TASK STATEMENT: Say whether each statement agrees with the Barcelona Pavilion text that follows, answering yes or no and quoting the exact words of the text that decide it. (a) The enclosed court holds a reflecting pool lined with black glass. (b) The pavilion's doors turn on hinges at their edges. (c) The main bounding planes are faced in polished white marble.

SOURCE EXTRACT:
BARCELONA PAVILION (3)

Posted by aaxan (Tokyo, Japan) on 23 July 2007 in Architecture and Portfolio.

Kenneth Frampton describes the 'ambivalent and ineffable quality of its spatial and material form... Certain displacements in its volume were brought about by illusory surface readings such as that effected by the use of green tinted glass screens, to emerge as the mirror equivalents of the main bounding planes. These planes, faced in polished green Tinian marble, in their turn reflected the highlights of the chromium vertical glazing bars holding the glass in place. A comparable play in terms of texture and color was effected by the contrast between the internal core plane of polished onyx... and the long travertine wall that flanked the main terrace with its large reflecting pool. Here, bounded by travertine and agitated by the wind, the broken surface of the water distorted the mirror image of the building. In contrast to this, the internal space of the pavilion, modulated by columns and mullions, terminated in an enclosed court, containing a reflecting pool lined with black glass.'

Despite its apparently simple rectangular plan, there are almost no corners in the building, or anything that might suggest you are in a box. The generous canopy roof, walls that stop well short of abutting one another, and the floor-to-ceiling glazing break down the distinction between inside and outside. Even the doors are in the form of two halves of an all-glass wall, which rotate not about hinges at their edges, but about a pivot in the floor and ceiling a few inches from the edge: the result is that when opened through ninety degrees each door becomes just another freestanding, parallel glass plane in keeping with the other planes defining the spaces in the building.

DATASET EXCERPTS:
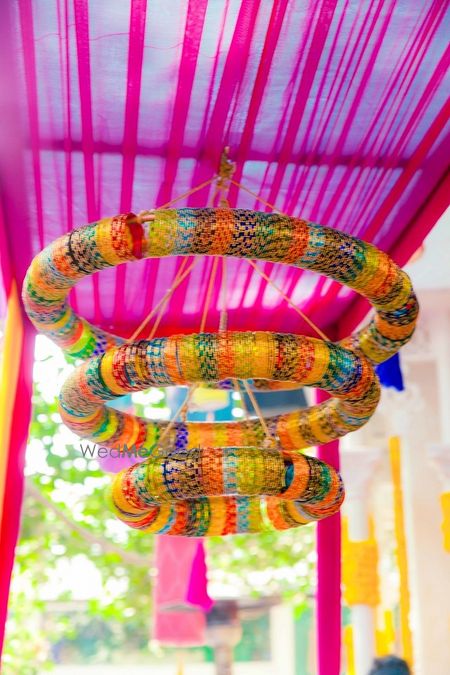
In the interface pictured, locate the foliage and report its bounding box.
[4,340,313,675]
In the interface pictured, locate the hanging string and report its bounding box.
[200,256,219,333]
[129,159,329,443]
[230,178,289,217]
[158,384,198,452]
[219,256,228,333]
[247,260,331,342]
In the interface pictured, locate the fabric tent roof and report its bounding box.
[0,0,450,336]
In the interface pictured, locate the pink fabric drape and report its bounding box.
[316,391,341,675]
[152,535,212,647]
[4,0,450,335]
[0,330,34,654]
[0,0,450,660]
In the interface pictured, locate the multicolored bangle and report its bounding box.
[23,209,418,536]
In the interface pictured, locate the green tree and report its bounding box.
[4,344,314,675]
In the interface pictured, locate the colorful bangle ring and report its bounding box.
[23,208,418,363]
[60,332,380,450]
[111,447,344,536]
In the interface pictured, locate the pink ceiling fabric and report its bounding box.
[2,0,450,336]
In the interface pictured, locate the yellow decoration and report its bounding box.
[375,609,395,656]
[342,519,379,607]
[441,492,450,553]
[389,436,413,665]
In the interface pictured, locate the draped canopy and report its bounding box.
[0,0,450,335]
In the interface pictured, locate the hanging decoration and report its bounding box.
[23,202,418,536]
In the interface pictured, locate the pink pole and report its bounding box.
[316,391,341,675]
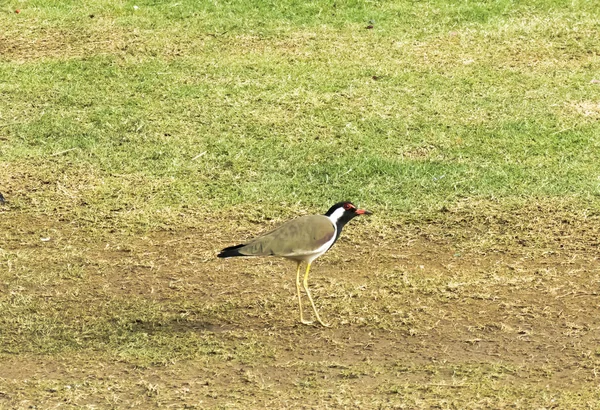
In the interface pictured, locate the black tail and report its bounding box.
[217,243,246,258]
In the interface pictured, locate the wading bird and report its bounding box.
[217,202,371,326]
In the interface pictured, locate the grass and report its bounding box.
[0,0,600,408]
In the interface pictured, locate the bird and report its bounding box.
[217,201,372,327]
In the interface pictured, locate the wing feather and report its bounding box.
[238,215,335,257]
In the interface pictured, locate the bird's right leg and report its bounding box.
[296,262,312,325]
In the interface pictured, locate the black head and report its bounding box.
[325,201,371,225]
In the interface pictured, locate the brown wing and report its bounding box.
[238,215,335,256]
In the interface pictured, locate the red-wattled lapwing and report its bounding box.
[217,202,371,326]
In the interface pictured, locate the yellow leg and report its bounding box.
[304,263,329,327]
[296,262,312,325]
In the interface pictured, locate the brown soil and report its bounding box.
[0,203,600,408]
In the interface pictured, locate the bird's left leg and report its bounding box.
[304,262,330,327]
[296,261,312,325]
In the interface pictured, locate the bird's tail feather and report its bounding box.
[217,243,246,258]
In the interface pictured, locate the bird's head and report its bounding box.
[325,201,372,224]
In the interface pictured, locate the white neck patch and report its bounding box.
[328,207,346,226]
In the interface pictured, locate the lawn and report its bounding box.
[0,0,600,409]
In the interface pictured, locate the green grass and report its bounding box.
[0,2,600,223]
[0,0,600,408]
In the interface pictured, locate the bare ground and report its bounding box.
[0,202,600,408]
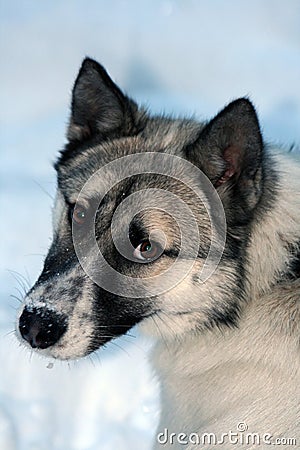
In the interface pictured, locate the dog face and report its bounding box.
[17,59,267,359]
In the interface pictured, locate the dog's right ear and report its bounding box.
[67,58,137,142]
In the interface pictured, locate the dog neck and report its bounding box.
[248,150,300,298]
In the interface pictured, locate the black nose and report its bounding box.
[19,307,67,349]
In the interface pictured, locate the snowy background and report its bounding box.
[0,0,300,450]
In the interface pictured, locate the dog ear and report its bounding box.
[67,58,137,142]
[185,98,263,216]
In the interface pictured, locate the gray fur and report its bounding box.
[17,59,300,449]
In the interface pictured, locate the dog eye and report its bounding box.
[133,241,162,261]
[72,205,87,225]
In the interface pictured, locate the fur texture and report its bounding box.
[17,58,300,449]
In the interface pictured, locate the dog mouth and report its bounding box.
[18,306,68,350]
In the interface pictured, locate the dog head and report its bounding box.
[17,59,266,359]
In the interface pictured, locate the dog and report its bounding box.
[16,58,300,449]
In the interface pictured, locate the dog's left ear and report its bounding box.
[185,98,263,216]
[67,58,137,142]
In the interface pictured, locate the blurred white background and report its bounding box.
[0,0,300,450]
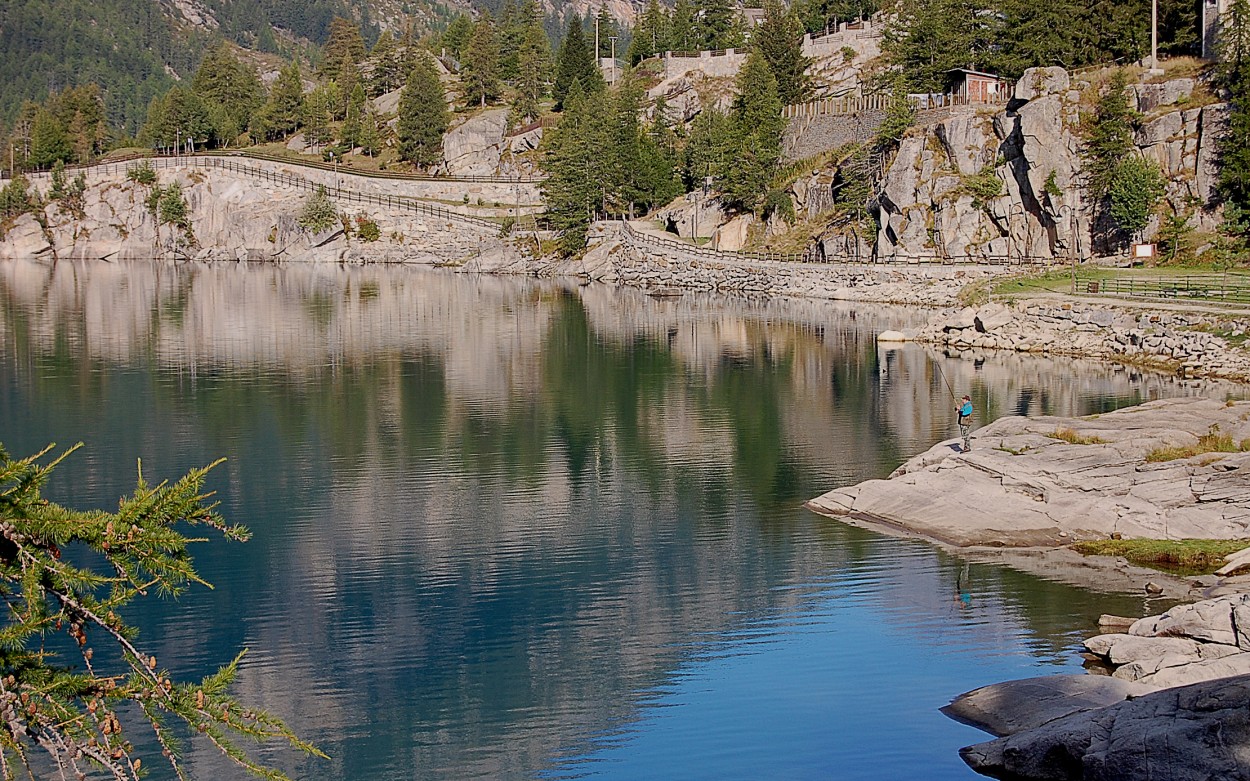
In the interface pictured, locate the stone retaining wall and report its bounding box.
[781,109,885,162]
[911,302,1250,380]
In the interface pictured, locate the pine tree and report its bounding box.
[395,54,448,167]
[751,0,810,105]
[541,79,606,256]
[321,16,365,81]
[513,10,551,121]
[264,62,304,139]
[669,0,701,51]
[30,109,74,167]
[0,447,325,781]
[356,109,383,157]
[628,0,669,65]
[463,15,500,106]
[191,44,265,145]
[719,49,785,209]
[1219,0,1250,250]
[551,16,604,110]
[595,5,621,59]
[439,14,474,60]
[695,0,744,49]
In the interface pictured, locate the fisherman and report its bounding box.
[955,394,973,452]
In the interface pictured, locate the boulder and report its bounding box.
[711,214,755,252]
[960,675,1250,781]
[1085,635,1199,665]
[443,109,508,176]
[1129,79,1198,114]
[1129,594,1250,646]
[1138,652,1250,689]
[941,674,1154,736]
[1015,66,1073,100]
[974,304,1015,334]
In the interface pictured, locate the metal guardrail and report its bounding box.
[1074,272,1250,304]
[0,150,545,185]
[42,155,500,230]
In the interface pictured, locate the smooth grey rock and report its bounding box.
[1015,67,1071,100]
[1129,594,1250,646]
[941,674,1154,736]
[1085,635,1200,665]
[960,675,1250,781]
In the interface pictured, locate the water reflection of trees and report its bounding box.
[0,262,1240,777]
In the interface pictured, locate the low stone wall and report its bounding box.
[909,302,1250,380]
[567,229,1001,306]
[781,109,885,162]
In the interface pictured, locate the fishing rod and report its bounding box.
[934,361,959,404]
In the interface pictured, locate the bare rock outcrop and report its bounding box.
[878,67,1228,260]
[960,675,1250,781]
[808,399,1250,547]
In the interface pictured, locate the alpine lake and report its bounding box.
[0,260,1230,781]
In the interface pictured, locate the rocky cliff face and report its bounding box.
[878,67,1228,260]
[0,169,501,264]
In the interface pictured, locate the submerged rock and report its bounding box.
[960,675,1250,781]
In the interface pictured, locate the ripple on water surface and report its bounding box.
[0,261,1229,781]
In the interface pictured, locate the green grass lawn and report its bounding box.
[1073,540,1250,575]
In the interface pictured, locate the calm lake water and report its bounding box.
[0,261,1229,781]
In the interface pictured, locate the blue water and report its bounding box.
[0,261,1224,781]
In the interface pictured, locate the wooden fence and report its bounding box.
[36,156,500,230]
[1074,271,1250,304]
[620,220,1063,267]
[0,150,545,185]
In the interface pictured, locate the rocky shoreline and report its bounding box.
[884,300,1250,381]
[808,394,1250,781]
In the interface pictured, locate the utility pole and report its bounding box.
[1150,0,1164,75]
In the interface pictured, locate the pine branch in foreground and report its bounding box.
[0,445,325,781]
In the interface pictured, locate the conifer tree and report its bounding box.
[669,0,701,51]
[541,79,606,256]
[1219,0,1250,250]
[439,14,474,60]
[751,0,810,105]
[463,15,500,106]
[513,12,551,121]
[356,109,383,157]
[0,447,324,781]
[321,16,365,81]
[264,61,304,139]
[695,0,744,49]
[551,16,604,110]
[595,5,623,59]
[628,0,670,65]
[369,30,411,95]
[395,54,448,167]
[719,49,785,209]
[191,42,265,144]
[30,109,74,167]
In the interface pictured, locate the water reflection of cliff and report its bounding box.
[0,262,1235,779]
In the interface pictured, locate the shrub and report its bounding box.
[356,214,383,241]
[296,185,339,234]
[1108,155,1168,234]
[1046,429,1106,445]
[126,160,156,186]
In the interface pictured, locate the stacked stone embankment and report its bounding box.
[904,301,1250,380]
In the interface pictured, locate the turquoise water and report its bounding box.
[0,261,1225,781]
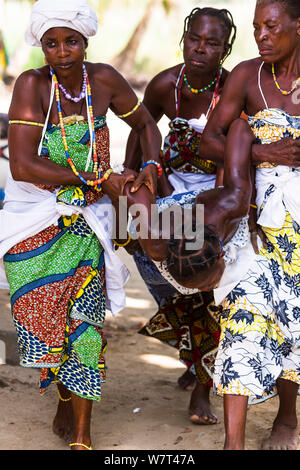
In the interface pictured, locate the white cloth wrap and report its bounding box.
[25,0,98,47]
[256,165,300,229]
[168,114,216,196]
[0,173,130,315]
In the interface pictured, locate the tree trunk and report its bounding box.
[112,0,158,77]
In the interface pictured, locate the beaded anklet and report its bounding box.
[69,442,93,450]
[142,160,163,177]
[113,234,131,247]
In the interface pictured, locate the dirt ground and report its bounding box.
[0,250,300,451]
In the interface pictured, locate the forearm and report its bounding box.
[251,144,273,165]
[139,121,162,163]
[10,156,96,186]
[124,130,142,171]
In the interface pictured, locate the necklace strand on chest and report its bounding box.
[50,68,110,191]
[272,64,300,96]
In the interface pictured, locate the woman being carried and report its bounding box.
[125,8,236,424]
[0,0,161,450]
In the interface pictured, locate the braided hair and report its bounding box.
[180,7,237,62]
[256,0,300,19]
[166,225,220,283]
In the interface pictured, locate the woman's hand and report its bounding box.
[102,168,137,202]
[252,137,300,167]
[130,163,158,197]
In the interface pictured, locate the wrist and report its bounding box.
[252,144,273,165]
[142,160,163,177]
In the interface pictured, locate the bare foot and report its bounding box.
[177,370,196,391]
[262,419,299,450]
[52,400,73,442]
[189,383,218,424]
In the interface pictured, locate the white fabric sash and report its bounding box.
[0,173,130,315]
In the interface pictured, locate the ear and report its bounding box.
[221,43,230,65]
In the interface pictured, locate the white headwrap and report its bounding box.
[25,0,98,46]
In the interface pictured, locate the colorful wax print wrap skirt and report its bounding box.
[134,191,220,387]
[4,117,109,401]
[214,110,300,404]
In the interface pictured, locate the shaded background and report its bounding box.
[0,0,257,112]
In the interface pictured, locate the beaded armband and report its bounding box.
[117,99,142,119]
[142,160,163,177]
[8,119,44,127]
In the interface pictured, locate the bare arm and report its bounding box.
[200,61,246,163]
[200,62,300,167]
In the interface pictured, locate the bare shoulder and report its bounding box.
[9,66,49,119]
[230,57,262,79]
[145,64,183,99]
[86,62,127,86]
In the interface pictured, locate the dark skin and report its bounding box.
[9,28,161,189]
[9,28,161,450]
[125,15,228,424]
[125,16,228,197]
[200,2,300,449]
[103,119,254,430]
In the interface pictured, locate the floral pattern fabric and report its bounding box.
[214,109,300,404]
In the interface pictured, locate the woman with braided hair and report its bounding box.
[125,7,236,424]
[200,0,300,450]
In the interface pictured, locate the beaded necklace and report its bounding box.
[58,64,87,103]
[50,68,103,191]
[272,64,300,96]
[183,67,222,95]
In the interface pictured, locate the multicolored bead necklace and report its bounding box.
[50,68,106,191]
[58,64,87,103]
[183,67,222,95]
[272,64,300,96]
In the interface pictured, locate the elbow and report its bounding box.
[10,165,24,181]
[10,163,28,181]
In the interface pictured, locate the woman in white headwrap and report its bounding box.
[0,0,161,450]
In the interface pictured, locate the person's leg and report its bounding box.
[52,384,73,441]
[262,379,299,450]
[189,381,218,424]
[224,395,248,450]
[71,393,93,450]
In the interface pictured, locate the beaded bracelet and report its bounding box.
[117,99,142,119]
[142,160,163,177]
[113,234,131,247]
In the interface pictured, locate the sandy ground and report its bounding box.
[0,250,300,451]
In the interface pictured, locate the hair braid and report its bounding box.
[180,7,237,62]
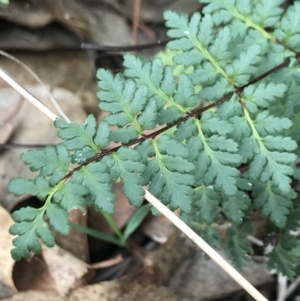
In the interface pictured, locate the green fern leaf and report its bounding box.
[254,111,292,137]
[267,233,297,280]
[9,207,55,260]
[243,83,287,114]
[22,144,71,185]
[194,187,221,224]
[223,191,251,225]
[8,176,51,199]
[142,135,194,212]
[53,180,89,214]
[253,182,296,228]
[46,203,70,235]
[103,147,145,207]
[54,115,99,153]
[71,162,116,214]
[274,1,300,51]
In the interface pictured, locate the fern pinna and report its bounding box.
[9,0,300,278]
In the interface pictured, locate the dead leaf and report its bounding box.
[69,231,195,301]
[88,183,136,253]
[0,206,16,292]
[55,209,90,263]
[3,291,68,301]
[14,246,88,295]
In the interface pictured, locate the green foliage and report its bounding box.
[9,0,300,278]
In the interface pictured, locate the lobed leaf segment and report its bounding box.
[9,0,300,278]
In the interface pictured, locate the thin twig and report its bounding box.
[131,0,142,45]
[0,68,59,121]
[144,188,268,301]
[81,40,170,53]
[0,50,70,122]
[277,273,288,301]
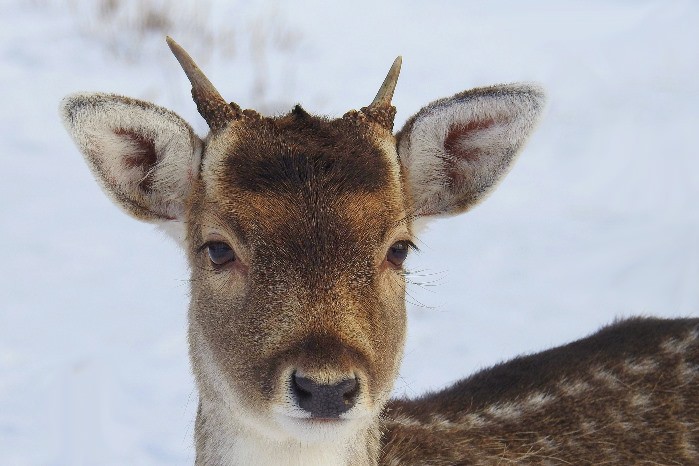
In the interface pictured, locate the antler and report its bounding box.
[166,36,241,131]
[369,55,403,108]
[359,56,403,131]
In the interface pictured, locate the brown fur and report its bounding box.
[186,109,407,436]
[63,49,699,465]
[381,319,699,465]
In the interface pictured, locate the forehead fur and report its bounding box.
[216,106,397,193]
[196,107,403,266]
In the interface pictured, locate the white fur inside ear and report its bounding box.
[398,85,544,216]
[61,94,202,221]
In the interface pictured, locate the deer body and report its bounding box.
[62,39,698,465]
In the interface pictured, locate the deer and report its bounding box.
[60,37,699,466]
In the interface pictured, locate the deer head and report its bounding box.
[61,38,544,460]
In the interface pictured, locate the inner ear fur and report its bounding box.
[396,84,545,217]
[60,93,202,223]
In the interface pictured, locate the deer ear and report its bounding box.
[60,94,202,223]
[396,85,545,217]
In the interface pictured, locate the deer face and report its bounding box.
[62,41,543,442]
[186,113,412,437]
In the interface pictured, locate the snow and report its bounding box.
[0,0,699,465]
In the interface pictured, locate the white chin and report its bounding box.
[275,414,362,443]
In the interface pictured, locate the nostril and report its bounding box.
[291,372,359,418]
[338,378,359,404]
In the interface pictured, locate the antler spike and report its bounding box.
[165,36,240,131]
[369,55,403,108]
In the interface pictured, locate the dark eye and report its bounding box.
[206,242,235,265]
[386,241,413,267]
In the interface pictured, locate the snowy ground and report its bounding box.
[0,0,699,465]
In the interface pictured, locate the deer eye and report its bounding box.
[206,241,235,265]
[386,241,415,267]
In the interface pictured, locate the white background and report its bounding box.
[0,0,699,465]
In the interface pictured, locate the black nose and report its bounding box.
[291,373,359,419]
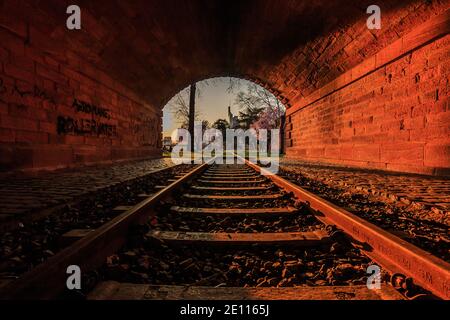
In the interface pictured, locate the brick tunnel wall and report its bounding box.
[286,15,450,175]
[0,9,162,171]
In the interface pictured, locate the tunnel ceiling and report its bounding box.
[9,0,446,108]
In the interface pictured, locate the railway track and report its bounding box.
[0,161,450,299]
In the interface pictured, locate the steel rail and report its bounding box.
[0,163,208,300]
[244,159,450,300]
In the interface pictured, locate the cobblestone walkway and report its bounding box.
[0,158,173,224]
[281,160,450,214]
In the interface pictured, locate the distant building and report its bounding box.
[228,107,239,129]
[163,137,172,151]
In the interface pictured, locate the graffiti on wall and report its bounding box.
[131,117,161,147]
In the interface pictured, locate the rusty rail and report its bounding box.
[245,160,450,300]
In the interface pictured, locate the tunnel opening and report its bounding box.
[162,77,286,162]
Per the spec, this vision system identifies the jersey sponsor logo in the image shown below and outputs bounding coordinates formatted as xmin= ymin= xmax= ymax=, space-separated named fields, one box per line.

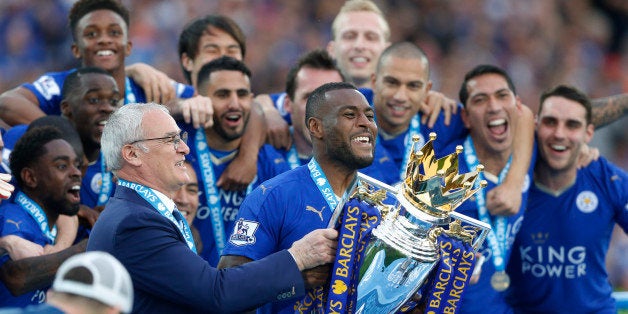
xmin=196 ymin=141 xmax=207 ymax=151
xmin=259 ymin=184 xmax=268 ymax=194
xmin=305 ymin=205 xmax=326 ymax=221
xmin=33 ymin=75 xmax=61 ymax=100
xmin=521 ymin=174 xmax=530 ymax=193
xmin=5 ymin=219 xmax=22 ymax=230
xmin=519 ymin=245 xmax=587 ymax=279
xmin=89 ymin=172 xmax=102 ymax=194
xmin=576 ymin=191 xmax=598 ymax=214
xmin=229 ymin=218 xmax=259 ymax=246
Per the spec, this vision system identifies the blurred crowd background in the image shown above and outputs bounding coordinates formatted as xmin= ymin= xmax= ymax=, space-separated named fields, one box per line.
xmin=0 ymin=0 xmax=628 ymax=290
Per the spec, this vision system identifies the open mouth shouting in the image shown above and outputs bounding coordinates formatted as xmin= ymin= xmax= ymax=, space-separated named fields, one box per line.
xmin=67 ymin=183 xmax=81 ymax=204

THE RESULT:
(a) Yes: "terminated in an enclosed court, containing a reflecting pool lined with black glass."
(b) No: "which rotate not about hinges at their edges, but about a pivot in the floor and ceiling a few inches from the edge."
(c) No: "These planes, faced in polished green Tinian marble."